* begin Dataset *
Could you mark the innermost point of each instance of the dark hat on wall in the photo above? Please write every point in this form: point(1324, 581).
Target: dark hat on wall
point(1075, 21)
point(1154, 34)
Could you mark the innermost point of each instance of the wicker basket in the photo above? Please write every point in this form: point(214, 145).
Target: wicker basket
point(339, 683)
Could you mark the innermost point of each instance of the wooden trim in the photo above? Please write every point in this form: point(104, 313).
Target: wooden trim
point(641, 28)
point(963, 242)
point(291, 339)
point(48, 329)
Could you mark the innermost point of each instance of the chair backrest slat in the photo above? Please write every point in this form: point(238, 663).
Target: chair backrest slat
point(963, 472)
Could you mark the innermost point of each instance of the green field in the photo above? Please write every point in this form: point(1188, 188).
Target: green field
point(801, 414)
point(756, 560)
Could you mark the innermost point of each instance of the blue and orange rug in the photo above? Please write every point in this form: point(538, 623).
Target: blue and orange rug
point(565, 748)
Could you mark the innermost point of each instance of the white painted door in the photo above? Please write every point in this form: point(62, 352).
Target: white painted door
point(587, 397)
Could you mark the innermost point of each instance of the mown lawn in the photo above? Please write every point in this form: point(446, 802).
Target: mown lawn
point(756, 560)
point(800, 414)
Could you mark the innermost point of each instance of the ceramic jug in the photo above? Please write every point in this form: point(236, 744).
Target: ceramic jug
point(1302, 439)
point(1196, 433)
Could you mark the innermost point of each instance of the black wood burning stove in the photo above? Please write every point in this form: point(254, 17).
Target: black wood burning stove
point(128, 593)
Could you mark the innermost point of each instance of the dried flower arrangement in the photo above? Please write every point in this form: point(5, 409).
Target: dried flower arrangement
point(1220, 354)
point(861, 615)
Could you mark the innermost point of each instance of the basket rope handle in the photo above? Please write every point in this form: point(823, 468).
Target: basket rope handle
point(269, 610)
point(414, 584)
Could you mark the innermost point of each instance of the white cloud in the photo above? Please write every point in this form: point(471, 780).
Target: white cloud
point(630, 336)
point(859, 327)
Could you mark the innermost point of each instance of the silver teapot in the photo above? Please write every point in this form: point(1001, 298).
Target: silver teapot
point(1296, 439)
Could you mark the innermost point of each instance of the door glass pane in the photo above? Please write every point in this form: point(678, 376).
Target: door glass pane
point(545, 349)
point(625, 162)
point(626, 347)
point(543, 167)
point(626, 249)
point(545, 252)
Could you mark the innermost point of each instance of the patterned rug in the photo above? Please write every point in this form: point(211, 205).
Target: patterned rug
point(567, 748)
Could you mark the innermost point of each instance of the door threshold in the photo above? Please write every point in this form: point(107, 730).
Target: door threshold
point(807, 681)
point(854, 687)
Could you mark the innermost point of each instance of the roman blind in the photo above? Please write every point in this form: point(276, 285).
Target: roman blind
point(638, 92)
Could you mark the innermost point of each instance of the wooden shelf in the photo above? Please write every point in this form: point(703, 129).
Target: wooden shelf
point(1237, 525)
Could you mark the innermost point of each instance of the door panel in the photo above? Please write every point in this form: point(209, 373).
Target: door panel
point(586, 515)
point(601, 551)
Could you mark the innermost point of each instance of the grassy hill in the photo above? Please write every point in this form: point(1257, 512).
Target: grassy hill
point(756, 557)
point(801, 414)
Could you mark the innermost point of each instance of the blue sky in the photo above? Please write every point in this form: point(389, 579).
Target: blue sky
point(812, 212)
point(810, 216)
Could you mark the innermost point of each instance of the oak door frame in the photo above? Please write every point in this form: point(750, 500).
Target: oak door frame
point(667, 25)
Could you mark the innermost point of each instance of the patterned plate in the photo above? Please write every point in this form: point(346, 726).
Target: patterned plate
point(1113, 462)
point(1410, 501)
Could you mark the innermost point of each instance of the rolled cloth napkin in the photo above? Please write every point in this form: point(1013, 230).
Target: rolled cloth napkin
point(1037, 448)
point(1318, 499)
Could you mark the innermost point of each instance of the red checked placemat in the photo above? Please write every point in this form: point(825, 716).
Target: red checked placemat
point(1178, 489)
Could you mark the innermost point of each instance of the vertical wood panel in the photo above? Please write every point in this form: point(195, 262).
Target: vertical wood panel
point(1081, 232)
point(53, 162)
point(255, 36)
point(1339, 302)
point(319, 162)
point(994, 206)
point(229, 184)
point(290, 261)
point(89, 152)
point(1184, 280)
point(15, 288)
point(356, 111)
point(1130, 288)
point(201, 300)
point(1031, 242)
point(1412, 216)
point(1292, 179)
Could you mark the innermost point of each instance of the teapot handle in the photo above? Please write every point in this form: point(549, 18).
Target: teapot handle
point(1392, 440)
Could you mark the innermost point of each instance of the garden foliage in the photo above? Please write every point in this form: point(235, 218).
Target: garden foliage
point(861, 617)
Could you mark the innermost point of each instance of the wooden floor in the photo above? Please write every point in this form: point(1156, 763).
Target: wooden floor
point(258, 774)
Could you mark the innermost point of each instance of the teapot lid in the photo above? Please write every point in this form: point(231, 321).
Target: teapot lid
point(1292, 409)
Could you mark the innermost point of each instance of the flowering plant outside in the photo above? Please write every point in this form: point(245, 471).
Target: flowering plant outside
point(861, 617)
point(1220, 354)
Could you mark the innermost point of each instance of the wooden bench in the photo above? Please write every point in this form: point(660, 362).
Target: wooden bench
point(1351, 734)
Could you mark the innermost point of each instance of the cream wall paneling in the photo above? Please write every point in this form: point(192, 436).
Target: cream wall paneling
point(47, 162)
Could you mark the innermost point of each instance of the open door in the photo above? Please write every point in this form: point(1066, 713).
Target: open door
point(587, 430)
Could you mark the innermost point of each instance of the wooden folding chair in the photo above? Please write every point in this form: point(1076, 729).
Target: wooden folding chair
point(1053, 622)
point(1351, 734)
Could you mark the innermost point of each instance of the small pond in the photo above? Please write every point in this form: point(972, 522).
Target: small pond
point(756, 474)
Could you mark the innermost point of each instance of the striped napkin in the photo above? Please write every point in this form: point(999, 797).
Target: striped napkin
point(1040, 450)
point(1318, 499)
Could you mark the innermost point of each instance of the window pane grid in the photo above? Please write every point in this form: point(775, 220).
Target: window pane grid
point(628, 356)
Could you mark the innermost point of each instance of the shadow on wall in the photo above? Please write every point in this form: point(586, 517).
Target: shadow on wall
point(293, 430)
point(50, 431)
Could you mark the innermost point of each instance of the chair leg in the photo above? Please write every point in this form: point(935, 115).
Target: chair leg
* end Dataset *
Stated problem> Arrange every line of the items above as a Markdown table with two columns, "Row" for a running number and "Line" for the line itself. Leave out blank lines.

Answer to this task>
| Row | Line |
|---|---|
| 1 | Could you mark the innermost point of each instance of the dark hat on wall in the photo above? Please write every point in this form: point(1324, 581). |
| 2 | Target: dark hat on wall |
| 3 | point(1075, 21) |
| 4 | point(1154, 34) |
| 5 | Could you mark the innermost point of each instance of the wicker basket in the photo above? Please write every point in this form: point(214, 145). |
| 6 | Target: wicker basket |
| 7 | point(339, 683) |
| 8 | Could you mark the innermost point of each instance of the wooden trim in the photo above? Please write every point in this form: point(104, 313). |
| 9 | Target: wooden trim |
| 10 | point(641, 28) |
| 11 | point(963, 242) |
| 12 | point(291, 339) |
| 13 | point(48, 329) |
| 14 | Could you mark the innermost point of each instance of the chair backrest slat in the photo above? Please write every point in this form: point(238, 663). |
| 15 | Target: chair backrest slat |
| 16 | point(963, 472) |
| 17 | Could you mark the innermost point of each instance of the green field in the photo above? Please write every point in this form: point(1188, 188). |
| 18 | Target: green field |
| 19 | point(801, 414) |
| 20 | point(756, 560) |
| 21 | Could you mark the innermost point of each instance of the blue and orange rug in the photo above? Please write every point in this form: point(538, 623). |
| 22 | Target: blue and orange rug |
| 23 | point(565, 748) |
| 24 | Could you mark the innermost point of each instance of the white painted door in the photo above? Please write every point in this form: point(62, 352). |
| 25 | Target: white painted door |
| 26 | point(587, 397) |
| 27 | Could you mark the innermost point of each instance of the mown lawn in the photo above? Please write every point in this form: point(446, 802). |
| 28 | Target: mown lawn |
| 29 | point(756, 560) |
| 30 | point(800, 414) |
| 31 | Could you mark the innermost point of each instance of the ceramic jug in the photo above? Please write every point in this form: point(236, 744). |
| 32 | Target: ceramic jug |
| 33 | point(1302, 439) |
| 34 | point(1196, 433) |
| 35 | Could you mark the innermost point of each instance of the black wood burning stove in the photo above? Please write every point in this form: point(254, 17). |
| 36 | Target: black wood burning stove |
| 37 | point(128, 593) |
| 38 | Could you mark the innermost point of each instance of the dried flower arrangement in the photo above? Please write every point in this form: point(5, 409). |
| 39 | Target: dried flower arrangement |
| 40 | point(1220, 354) |
| 41 | point(861, 615) |
| 42 | Could you mark the innermost point of each instance of the basket rope handle in the photo above? Please write every point in this form: point(823, 468). |
| 43 | Target: basket rope handle |
| 44 | point(269, 610) |
| 45 | point(414, 584) |
| 46 | Could you mark the innermost point of each instance of the white cloud in the photo above? Please write every point in this form: point(471, 780). |
| 47 | Target: white cloud |
| 48 | point(630, 336) |
| 49 | point(859, 327) |
| 50 | Could you mark the innermost point of each instance of the silver teapot in the photo above? Please write every point in this form: point(1001, 298). |
| 51 | Target: silver teapot |
| 52 | point(1296, 439) |
| 53 | Could you mark the innermost point of each instance of the door glass pane in the photo above? Please write every point in this form: point(678, 376). |
| 54 | Target: door glass pane |
| 55 | point(545, 349) |
| 56 | point(625, 162) |
| 57 | point(626, 347) |
| 58 | point(543, 167) |
| 59 | point(626, 249) |
| 60 | point(545, 252) |
| 61 | Could you mark the innermost point of each instance of the patterned rug in the photo above? Please write every point in this form: point(211, 205). |
| 62 | Target: patterned rug |
| 63 | point(567, 748) |
| 64 | Could you mark the innermost point of each instance of the door threshold in the photo above? Please write every point in this form: point(107, 730). |
| 65 | Target: door threshold |
| 66 | point(807, 681) |
| 67 | point(854, 687) |
| 68 | Could you mark the innermost point of each instance of the roman blind in the photo above? Please write every point in this form: point(276, 285). |
| 69 | Target: roman blind |
| 70 | point(638, 92) |
| 71 | Could you mark the innermost point of each instance of the wooden shelf in the photo above? Please write every point in this form: point(703, 129). |
| 72 | Target: wooden shelf |
| 73 | point(1237, 525) |
| 74 | Could you mark the innermost point of each instance of the door panel in the photo above? Please write every point in this form: point(209, 373). |
| 75 | Target: door panel |
| 76 | point(586, 515) |
| 77 | point(601, 551) |
| 78 | Could you mark the innermost point of each instance of the grassy hill in the photo above? Please write every point in this form: point(1257, 512). |
| 79 | Target: grassy hill |
| 80 | point(756, 557) |
| 81 | point(801, 414) |
| 82 | Could you mark the innermost point of each instance of the blue sky in the photo above? Please write every point in this form: point(389, 579). |
| 83 | Target: blue sky |
| 84 | point(812, 212) |
| 85 | point(810, 216) |
| 86 | Could you mark the innermost point of each instance of the oak door frame in the photo above? Please write every point in this form: point(750, 500). |
| 87 | Target: oak door frame |
| 88 | point(667, 25) |
| 89 | Could you mark the innermost point of each instance of the patterned plate in the photo above? Please write every point in this form: point(346, 726). |
| 90 | Target: patterned plate |
| 91 | point(1113, 462) |
| 92 | point(1410, 501) |
| 93 | Could you mark the innermost point of each instance of the rolled cloth napkin in the photo above? Please write every point in this form: point(1013, 230). |
| 94 | Target: rolled cloth napkin |
| 95 | point(1037, 448) |
| 96 | point(1318, 499) |
| 97 | Could you mark the innermost point of each instance of the red checked placemat in the photo above? Please write every point in this form: point(825, 716). |
| 98 | Target: red checked placemat |
| 99 | point(1178, 489) |
| 100 | Could you mark the innermost point of each instance of the vertical wood panel in the photo above? Please write every point in this form: point(195, 262). |
| 101 | Target: vertical wood panel |
| 102 | point(1081, 232) |
| 103 | point(53, 162) |
| 104 | point(255, 36) |
| 105 | point(1339, 302) |
| 106 | point(319, 162) |
| 107 | point(994, 206) |
| 108 | point(229, 184) |
| 109 | point(290, 261) |
| 110 | point(89, 152) |
| 111 | point(1184, 280) |
| 112 | point(15, 288) |
| 113 | point(356, 111) |
| 114 | point(1130, 288) |
| 115 | point(201, 300) |
| 116 | point(1031, 242) |
| 117 | point(1412, 216) |
| 118 | point(1292, 179) |
| 119 | Could you mark the innermost point of each instance of the teapot handle in the photo above? Please write every point in this form: point(549, 18). |
| 120 | Target: teapot handle |
| 121 | point(1392, 440) |
| 122 | Could you mark the innermost point of each instance of the garden foliage in the photo above? Please write every point in this form: point(235, 218). |
| 123 | Target: garden foliage |
| 124 | point(861, 617) |
| 125 | Could you mark the innermost point of each instance of the wooden floor in the photo above? Please write every point in this form: point(1156, 763). |
| 126 | Target: wooden floor |
| 127 | point(258, 774) |
| 128 | Could you mark the innermost point of each instance of the teapot lid in the photo above? Please write every point in this form: point(231, 321). |
| 129 | Target: teapot lid |
| 130 | point(1292, 409) |
| 131 | Could you mark the innermost point of each instance of the flowering plant outside in the photo above? Please write every point in this form: point(245, 471). |
| 132 | Target: flowering plant outside |
| 133 | point(861, 617) |
| 134 | point(1220, 354) |
| 135 | Could you mark the innermost point of each instance of the wooden bench in the photo above? Please write every point in this form: point(660, 362). |
| 136 | Target: wooden bench |
| 137 | point(1351, 734) |
| 138 | Could you mark the innermost point of each instance of the cream wall paneling in the photo above? Please write every point in this form: point(192, 436). |
| 139 | Target: cream wall paneling |
| 140 | point(47, 162) |
| 141 | Could you mark the innermost point of each instance of the open door in the photo above? Please write every point in this form: point(1066, 713). |
| 142 | Target: open door |
| 143 | point(587, 430) |
| 144 | Could you mark the innermost point of each instance of the wooden folding chair in the photo above? Please write every point in this form: point(1076, 729). |
| 145 | Target: wooden folding chair |
| 146 | point(1053, 622) |
| 147 | point(1351, 734) |
| 148 | Could you mark the innermost point of each instance of the small pond in the photo above? Please write every point in this form: point(972, 522). |
| 149 | Target: small pond |
| 150 | point(756, 474) |
| 151 | Could you mark the innermost point of each instance of the striped napkin in the photo above? Please write every point in this form: point(999, 797). |
| 152 | Target: striped napkin |
| 153 | point(1040, 450) |
| 154 | point(1318, 499) |
| 155 | Could you mark the innermost point of each instance of the window pane grid in the photo above? Please write every point in this form: point(775, 220). |
| 156 | Target: window pane grid |
| 157 | point(628, 356) |
| 158 | Could you mark the innermost point of each instance of the shadow on wall in the photo above? Please write every point in this form: point(586, 517). |
| 159 | Target: shadow on wall |
| 160 | point(293, 430) |
| 161 | point(50, 431) |
| 162 | Could you mark the innermost point of each instance of the chair leg in the photo above? Please write every point in this form: point(935, 115). |
| 163 | Target: chair leg |